▼

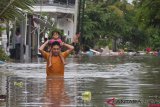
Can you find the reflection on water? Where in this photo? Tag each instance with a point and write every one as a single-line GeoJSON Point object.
{"type": "Point", "coordinates": [122, 78]}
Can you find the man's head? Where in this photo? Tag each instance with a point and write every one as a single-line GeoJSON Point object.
{"type": "Point", "coordinates": [55, 34]}
{"type": "Point", "coordinates": [56, 48]}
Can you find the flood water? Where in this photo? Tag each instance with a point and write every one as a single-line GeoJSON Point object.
{"type": "Point", "coordinates": [124, 81]}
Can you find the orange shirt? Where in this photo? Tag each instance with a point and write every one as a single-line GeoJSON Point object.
{"type": "Point", "coordinates": [57, 68]}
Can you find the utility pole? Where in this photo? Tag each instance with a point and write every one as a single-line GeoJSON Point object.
{"type": "Point", "coordinates": [81, 20]}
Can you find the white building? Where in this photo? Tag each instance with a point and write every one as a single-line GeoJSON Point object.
{"type": "Point", "coordinates": [63, 12]}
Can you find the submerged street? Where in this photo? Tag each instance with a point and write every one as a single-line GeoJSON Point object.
{"type": "Point", "coordinates": [132, 81]}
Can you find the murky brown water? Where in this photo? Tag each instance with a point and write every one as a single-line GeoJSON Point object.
{"type": "Point", "coordinates": [128, 81]}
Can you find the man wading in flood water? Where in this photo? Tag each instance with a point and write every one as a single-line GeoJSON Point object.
{"type": "Point", "coordinates": [57, 67]}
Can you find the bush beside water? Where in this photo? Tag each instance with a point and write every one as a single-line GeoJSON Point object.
{"type": "Point", "coordinates": [3, 56]}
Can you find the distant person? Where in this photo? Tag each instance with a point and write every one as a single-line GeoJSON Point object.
{"type": "Point", "coordinates": [75, 43]}
{"type": "Point", "coordinates": [55, 37]}
{"type": "Point", "coordinates": [148, 50]}
{"type": "Point", "coordinates": [57, 66]}
{"type": "Point", "coordinates": [18, 41]}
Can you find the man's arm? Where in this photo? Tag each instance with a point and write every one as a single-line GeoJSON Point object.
{"type": "Point", "coordinates": [43, 46]}
{"type": "Point", "coordinates": [41, 49]}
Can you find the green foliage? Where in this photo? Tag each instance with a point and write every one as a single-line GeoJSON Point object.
{"type": "Point", "coordinates": [3, 56]}
{"type": "Point", "coordinates": [11, 9]}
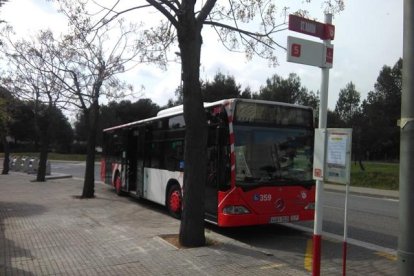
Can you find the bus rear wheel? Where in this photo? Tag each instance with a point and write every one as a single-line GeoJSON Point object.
{"type": "Point", "coordinates": [174, 201]}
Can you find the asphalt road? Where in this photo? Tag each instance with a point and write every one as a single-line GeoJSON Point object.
{"type": "Point", "coordinates": [371, 220]}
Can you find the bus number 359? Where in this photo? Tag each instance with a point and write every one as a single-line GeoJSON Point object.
{"type": "Point", "coordinates": [262, 197]}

▲

> _Task requirements_: Please return the lines above exactly, with the pictures omitted.

> _Result for this exercise_:
Can you find the reflection on water? Where in this photo? Tag each instance with a point and write every one as a single-line GeoJSON Point object.
{"type": "Point", "coordinates": [122, 78]}
Can you find the man's head? Where in this photo? Tag each instance with a point and write every one as a single-line GeoJSON Point object.
{"type": "Point", "coordinates": [55, 34]}
{"type": "Point", "coordinates": [56, 48]}
Can you find the flood water? Where in this photo? Tag each instance with a point and write every one as a single-line GeoJSON Point object.
{"type": "Point", "coordinates": [124, 81]}
Can you find the orange shirt? Where in this photo? Tag each instance with a point and write every one as a single-line GeoJSON Point object.
{"type": "Point", "coordinates": [57, 68]}
Can you find the utility pole? Where in this photo? Tag each instance with a point and write every one as a single-line GeoJSON Point object.
{"type": "Point", "coordinates": [81, 20]}
Can you find the white building? Where in this photo? Tag each instance with a point and write every one as a single-line GeoJSON Point object.
{"type": "Point", "coordinates": [63, 12]}
Can you find the submerged street? Where in this photo? Tag each instance with a point and write every one as a single-line GeoJSON Point object.
{"type": "Point", "coordinates": [132, 81]}
Can you find the murky brown water? Where in this photo? Tag each instance with a point and write every one as a single-line GeoJSON Point object.
{"type": "Point", "coordinates": [128, 81]}
Can you find the man wading in flood water? Where in this photo? Tag each instance with a point and write every one as a single-line GeoJSON Point object.
{"type": "Point", "coordinates": [57, 67]}
Can you find the bush beside water? Where in this photo? Tag each instance with a point and write every one as a single-line GeoJSON Point object.
{"type": "Point", "coordinates": [3, 56]}
Can you find the distant person? Where in this photo? Tag each instance with a point and write every one as a single-line GeoJSON Point object.
{"type": "Point", "coordinates": [75, 43]}
{"type": "Point", "coordinates": [55, 37]}
{"type": "Point", "coordinates": [148, 50]}
{"type": "Point", "coordinates": [57, 66]}
{"type": "Point", "coordinates": [18, 41]}
Can you find the man's arm? Where in this photo? Tag each instance with a point and write every one as a single-line GeoJSON Point object.
{"type": "Point", "coordinates": [43, 46]}
{"type": "Point", "coordinates": [41, 49]}
Can you find the green foliage? Where in this photo? Tag each instance with a point and write every one as a single-line GeoJSON Point object.
{"type": "Point", "coordinates": [3, 56]}
{"type": "Point", "coordinates": [11, 9]}
Can you find the bus rear wheel? Where in this photo? Tag each instance with a point and write every one as a single-line GeoJSON Point object.
{"type": "Point", "coordinates": [174, 201]}
Can you find the asphalt road? Where in this photo? Tag each instance with a point and write every one as a single-line GeoJSON Point object.
{"type": "Point", "coordinates": [371, 220]}
Can you find the bus number 359? Where in this photo? Tag each instance with a point and write every one as a single-line GeoJSON Point object.
{"type": "Point", "coordinates": [262, 197]}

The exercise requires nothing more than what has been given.